Please pull out every line in the records below that contains the string "detect". Case counts.

**Provided data:**
** Start **
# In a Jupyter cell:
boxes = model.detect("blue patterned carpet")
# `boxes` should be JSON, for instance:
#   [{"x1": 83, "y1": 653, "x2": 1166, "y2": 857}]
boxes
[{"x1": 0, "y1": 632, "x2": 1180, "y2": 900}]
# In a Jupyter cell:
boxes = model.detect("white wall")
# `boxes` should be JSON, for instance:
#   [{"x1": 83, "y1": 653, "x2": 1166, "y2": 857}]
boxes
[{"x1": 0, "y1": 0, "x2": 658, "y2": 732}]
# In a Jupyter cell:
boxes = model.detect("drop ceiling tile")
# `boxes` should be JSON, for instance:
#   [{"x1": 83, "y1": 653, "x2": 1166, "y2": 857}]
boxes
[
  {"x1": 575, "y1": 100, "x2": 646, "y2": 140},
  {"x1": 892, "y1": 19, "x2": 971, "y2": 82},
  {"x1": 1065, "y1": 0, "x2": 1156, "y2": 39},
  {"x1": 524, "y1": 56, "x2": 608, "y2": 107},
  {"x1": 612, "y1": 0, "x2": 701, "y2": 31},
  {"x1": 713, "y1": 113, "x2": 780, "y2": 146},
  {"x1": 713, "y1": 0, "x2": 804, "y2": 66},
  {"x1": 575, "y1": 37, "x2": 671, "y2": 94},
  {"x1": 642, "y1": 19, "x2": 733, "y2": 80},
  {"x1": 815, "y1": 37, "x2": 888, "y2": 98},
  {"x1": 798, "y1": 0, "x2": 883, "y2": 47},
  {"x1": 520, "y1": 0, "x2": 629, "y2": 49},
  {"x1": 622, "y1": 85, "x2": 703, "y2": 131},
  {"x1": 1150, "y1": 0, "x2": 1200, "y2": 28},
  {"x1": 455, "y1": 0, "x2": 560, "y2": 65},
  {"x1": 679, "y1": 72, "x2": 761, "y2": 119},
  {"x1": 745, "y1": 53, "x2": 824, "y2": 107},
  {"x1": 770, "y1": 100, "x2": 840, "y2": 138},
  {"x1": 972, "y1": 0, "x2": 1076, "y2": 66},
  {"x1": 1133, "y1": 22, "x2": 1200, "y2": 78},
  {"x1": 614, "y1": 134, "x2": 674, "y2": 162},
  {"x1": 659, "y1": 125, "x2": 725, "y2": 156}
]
** End **
**Final result:**
boxes = model.detect("blue patterned carpet")
boxes = model.detect("white wall")
boxes = model.detect("drop ceiling tile")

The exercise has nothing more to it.